Start of Block

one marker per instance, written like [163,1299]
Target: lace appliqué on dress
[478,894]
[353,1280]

End of Block
Start of Block

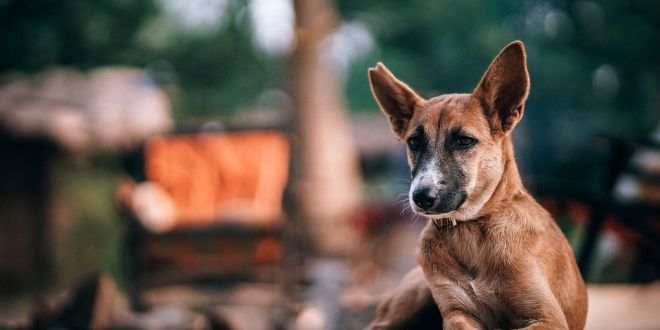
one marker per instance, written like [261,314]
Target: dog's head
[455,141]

End of Block

■ EXERCISE BRIEF ■
Only lines that contain "like" are needed, so copy each of them from the data.

■ PROBLEM SOLUTION ■
one marker per instance, written like [163,1299]
one marker per instance, written like [261,314]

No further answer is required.